Tasks —
1. From the red tide article, return the passage that begins at "I didn’t even" and ends after "to breathe naturally.".
2. According to the red tide article, which countries were the expedition members from?

Selected extract —
• Different marine conservation organizations warn about the worrying situation and classify it as a national emergency.
  • Dozens of marine species have been found dead in the country’s seas.
  • A virtual group has been created to allow the general public to report cases of red tides

July 22, 2022, Ojochal, Costa Rica — Despite the imminent danger of entering the ocean when there is a red tide, marine biologist Laura Vanopdenbosch went underwater to better understand the situation. After observing several consecutive days of red tide in early July, more research was needed.

Photographs by Yulian Cordero

I didn’t even have 20 centimeters of visibility. It was really terrifying because at one point I lost track of where the surface was and where the seabed was. Either way, I had to inspect the situation since there were dozens of dead species, floating at different depths,” says Vanopdenbosch, who is also the project director of Marine Education and Conservation Center (MCEC). The situation occurred within the framework of one of the marine conservation expeditions that the NGO offers in the South Pacific region. The expedition members —in this case from Argentina, Mexico, the Netherlands and the United States— who were already on the seventh day of their experience, were amazed to see the unfortunate scene of destruction of marine fauna and flora. Even the characteristic decomposing smell of red tide was such that it was impossible to breathe naturally.

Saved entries

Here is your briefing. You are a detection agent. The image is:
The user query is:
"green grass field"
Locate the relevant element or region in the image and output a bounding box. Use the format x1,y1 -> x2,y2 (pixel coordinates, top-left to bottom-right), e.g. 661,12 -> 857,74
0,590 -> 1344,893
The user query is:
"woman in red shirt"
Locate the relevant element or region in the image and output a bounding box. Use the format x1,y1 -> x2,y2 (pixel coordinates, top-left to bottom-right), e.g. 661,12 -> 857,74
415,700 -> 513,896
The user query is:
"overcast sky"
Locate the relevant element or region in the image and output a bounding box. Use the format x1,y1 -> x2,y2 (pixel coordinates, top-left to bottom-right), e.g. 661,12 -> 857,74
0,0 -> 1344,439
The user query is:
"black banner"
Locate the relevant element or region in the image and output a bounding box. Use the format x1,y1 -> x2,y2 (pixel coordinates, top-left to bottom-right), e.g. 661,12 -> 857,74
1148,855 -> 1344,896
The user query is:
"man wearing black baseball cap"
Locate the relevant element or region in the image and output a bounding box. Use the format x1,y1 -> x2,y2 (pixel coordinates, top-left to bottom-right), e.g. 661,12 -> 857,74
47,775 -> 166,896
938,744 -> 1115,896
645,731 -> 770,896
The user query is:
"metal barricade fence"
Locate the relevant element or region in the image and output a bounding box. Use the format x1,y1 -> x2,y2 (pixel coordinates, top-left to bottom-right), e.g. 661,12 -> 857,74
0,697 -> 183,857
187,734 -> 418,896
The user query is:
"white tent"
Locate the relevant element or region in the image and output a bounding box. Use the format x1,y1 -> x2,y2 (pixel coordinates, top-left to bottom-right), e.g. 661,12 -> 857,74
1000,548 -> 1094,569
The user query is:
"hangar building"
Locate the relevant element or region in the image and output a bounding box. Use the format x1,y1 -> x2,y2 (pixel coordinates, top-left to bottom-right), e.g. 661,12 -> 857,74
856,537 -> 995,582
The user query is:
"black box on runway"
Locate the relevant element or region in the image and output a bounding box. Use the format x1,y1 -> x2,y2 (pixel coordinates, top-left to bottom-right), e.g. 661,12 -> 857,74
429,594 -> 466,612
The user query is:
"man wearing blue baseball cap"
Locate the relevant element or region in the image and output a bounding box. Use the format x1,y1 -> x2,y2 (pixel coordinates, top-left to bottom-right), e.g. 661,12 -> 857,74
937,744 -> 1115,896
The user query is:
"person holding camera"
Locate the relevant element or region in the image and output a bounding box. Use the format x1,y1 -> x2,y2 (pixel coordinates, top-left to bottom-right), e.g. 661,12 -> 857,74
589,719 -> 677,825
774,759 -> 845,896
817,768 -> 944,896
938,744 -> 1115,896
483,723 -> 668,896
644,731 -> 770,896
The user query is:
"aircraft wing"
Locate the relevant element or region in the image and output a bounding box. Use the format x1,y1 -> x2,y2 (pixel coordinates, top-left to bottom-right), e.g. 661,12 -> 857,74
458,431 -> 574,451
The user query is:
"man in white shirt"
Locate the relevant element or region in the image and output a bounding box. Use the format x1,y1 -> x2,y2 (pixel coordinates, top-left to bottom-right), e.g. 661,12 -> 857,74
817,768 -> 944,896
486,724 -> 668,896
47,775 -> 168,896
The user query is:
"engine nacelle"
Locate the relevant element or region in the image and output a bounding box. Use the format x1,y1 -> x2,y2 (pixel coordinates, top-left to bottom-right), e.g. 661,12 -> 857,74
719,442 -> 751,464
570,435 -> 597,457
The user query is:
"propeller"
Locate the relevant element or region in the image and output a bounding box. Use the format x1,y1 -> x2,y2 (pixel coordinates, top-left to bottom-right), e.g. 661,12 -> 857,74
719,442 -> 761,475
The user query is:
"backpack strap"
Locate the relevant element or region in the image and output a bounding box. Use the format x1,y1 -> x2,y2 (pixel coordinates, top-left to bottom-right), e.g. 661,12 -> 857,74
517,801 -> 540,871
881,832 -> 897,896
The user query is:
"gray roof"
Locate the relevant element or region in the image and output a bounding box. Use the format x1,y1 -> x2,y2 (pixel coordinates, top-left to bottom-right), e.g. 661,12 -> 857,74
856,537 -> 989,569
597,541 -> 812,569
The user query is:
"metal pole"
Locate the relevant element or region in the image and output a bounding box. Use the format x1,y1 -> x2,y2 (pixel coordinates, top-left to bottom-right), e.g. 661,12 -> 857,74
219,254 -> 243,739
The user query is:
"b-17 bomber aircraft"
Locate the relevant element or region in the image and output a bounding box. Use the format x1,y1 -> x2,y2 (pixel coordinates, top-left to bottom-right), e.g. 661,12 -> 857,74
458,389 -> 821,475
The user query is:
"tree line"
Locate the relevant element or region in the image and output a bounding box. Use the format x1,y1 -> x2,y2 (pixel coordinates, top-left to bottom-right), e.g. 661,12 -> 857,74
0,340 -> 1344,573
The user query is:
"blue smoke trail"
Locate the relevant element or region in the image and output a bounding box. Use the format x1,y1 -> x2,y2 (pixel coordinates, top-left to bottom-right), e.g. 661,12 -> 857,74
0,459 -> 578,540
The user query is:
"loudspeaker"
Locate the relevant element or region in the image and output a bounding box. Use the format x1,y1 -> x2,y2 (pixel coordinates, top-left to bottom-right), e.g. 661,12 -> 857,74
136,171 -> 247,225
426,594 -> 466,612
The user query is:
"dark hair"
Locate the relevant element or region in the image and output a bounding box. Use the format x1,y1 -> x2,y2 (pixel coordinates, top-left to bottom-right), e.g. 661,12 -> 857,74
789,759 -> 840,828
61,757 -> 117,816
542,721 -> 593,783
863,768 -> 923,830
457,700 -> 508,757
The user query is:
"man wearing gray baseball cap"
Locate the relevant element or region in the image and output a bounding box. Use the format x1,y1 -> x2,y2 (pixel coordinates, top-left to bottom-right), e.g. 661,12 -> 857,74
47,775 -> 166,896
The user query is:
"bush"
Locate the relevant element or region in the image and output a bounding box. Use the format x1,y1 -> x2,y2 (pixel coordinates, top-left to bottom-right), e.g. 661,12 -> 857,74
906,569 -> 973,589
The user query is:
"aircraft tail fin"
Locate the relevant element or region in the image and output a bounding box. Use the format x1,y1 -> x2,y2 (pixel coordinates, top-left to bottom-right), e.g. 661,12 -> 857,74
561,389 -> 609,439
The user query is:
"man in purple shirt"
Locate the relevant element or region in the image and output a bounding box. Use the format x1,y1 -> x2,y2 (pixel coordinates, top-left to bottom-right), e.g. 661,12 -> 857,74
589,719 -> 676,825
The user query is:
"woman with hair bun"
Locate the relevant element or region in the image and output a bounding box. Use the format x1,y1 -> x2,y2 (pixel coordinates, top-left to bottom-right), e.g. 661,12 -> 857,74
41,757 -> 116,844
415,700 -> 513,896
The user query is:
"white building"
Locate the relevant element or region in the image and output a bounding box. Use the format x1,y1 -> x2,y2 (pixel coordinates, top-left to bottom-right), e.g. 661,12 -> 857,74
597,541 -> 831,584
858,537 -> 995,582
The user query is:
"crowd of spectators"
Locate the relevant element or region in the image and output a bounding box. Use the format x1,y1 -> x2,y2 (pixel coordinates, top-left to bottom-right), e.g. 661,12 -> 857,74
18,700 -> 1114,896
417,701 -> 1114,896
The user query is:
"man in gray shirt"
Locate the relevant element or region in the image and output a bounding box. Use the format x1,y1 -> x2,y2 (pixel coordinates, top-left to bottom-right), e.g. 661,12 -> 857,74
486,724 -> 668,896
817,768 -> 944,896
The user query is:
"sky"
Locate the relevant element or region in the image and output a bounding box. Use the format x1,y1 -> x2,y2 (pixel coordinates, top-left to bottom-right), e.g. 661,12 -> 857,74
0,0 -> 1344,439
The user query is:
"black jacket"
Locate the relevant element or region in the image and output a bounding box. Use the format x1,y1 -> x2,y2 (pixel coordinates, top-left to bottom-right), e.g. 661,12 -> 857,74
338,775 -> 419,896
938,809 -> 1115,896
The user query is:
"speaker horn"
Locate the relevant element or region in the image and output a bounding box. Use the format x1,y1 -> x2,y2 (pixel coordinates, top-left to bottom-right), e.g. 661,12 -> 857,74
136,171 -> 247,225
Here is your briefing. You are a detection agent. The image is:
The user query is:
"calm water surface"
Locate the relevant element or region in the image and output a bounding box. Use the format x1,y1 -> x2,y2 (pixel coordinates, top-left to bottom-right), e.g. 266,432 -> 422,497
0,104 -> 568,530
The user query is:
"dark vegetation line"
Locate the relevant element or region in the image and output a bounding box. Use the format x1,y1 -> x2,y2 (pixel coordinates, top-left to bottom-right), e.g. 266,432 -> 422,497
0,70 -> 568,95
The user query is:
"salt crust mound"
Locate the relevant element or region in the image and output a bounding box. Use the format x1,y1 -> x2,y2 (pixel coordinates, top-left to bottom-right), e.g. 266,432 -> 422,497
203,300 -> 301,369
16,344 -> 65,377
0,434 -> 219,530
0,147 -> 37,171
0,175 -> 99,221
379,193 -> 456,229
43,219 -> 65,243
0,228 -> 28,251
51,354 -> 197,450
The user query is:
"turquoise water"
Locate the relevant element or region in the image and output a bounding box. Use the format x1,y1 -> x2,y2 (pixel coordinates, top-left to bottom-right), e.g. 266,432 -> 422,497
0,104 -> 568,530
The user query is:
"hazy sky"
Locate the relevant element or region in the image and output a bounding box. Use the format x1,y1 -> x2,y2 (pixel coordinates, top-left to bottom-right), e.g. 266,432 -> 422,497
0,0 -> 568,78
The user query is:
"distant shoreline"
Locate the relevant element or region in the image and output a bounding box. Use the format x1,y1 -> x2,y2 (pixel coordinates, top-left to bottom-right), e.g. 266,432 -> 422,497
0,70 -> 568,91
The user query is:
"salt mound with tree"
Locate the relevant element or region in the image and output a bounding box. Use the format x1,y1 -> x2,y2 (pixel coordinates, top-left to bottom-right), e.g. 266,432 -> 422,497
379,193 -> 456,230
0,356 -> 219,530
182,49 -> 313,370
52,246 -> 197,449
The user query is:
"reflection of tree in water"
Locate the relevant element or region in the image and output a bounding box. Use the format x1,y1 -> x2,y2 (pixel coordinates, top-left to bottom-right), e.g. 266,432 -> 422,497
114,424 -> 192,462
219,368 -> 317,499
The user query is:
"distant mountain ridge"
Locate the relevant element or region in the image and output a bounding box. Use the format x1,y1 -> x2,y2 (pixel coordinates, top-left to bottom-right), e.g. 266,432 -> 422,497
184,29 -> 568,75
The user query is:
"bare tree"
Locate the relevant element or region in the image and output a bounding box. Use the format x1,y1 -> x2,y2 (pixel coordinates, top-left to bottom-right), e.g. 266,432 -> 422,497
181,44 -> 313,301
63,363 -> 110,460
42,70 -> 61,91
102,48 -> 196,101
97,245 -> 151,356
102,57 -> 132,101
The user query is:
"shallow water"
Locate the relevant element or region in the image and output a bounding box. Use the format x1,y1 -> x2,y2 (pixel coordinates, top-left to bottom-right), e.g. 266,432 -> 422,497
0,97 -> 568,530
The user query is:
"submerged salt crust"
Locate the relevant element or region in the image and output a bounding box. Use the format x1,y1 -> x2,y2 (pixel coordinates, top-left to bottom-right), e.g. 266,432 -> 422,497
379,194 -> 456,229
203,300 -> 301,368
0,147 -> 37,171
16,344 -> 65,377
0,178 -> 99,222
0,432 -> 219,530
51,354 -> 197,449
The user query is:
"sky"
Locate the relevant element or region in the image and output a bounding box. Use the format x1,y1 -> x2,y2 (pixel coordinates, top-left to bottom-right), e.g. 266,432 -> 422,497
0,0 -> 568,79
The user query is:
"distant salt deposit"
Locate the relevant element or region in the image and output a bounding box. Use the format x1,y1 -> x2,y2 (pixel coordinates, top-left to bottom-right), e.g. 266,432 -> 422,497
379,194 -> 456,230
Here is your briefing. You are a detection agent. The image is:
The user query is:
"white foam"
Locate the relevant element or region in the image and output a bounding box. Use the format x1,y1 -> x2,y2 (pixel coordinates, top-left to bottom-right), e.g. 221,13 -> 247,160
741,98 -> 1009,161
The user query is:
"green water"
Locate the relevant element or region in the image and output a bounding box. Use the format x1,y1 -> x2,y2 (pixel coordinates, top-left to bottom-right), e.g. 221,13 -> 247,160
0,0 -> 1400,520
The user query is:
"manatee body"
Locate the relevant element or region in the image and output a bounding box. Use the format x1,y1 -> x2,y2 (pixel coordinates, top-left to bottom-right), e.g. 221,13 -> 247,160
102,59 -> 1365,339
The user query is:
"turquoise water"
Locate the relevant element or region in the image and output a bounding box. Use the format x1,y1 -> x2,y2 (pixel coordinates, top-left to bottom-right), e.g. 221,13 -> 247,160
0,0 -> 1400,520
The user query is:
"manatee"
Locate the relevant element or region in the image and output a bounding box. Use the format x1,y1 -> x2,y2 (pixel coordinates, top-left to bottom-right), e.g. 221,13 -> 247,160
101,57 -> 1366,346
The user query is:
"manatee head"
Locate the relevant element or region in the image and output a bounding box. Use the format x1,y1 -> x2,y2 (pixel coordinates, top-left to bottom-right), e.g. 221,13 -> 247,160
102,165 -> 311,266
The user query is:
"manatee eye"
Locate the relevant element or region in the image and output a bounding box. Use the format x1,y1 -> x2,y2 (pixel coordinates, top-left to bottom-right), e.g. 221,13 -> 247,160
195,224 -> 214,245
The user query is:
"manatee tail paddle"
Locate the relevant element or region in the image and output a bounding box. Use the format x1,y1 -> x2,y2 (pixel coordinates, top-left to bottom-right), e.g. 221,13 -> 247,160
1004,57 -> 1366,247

Numbered responses —
1.
I didn’t even have 20 centimeters of visibility. It was really terrifying because at one point I lost track of where the surface was and where the seabed was. Either way, I had to inspect the situation since there were dozens of dead species, floating at different depths,” says Vanopdenbosch, who is also the project director of Marine Education and Conservation Center (MCEC). The situation occurred within the framework of one of the marine conservation expeditions that the NGO offers in the South Pacific region. The expedition members —in this case from Argentina, Mexico, the Netherlands and the United States— who were already on the seventh day of their experience, were amazed to see the unfortunate scene of destruction of marine fauna and flora. Even the characteristic decomposing smell of red tide was such that it was impossible to breathe naturally.

2. Argentina, Mexico, the Netherlands and the United States.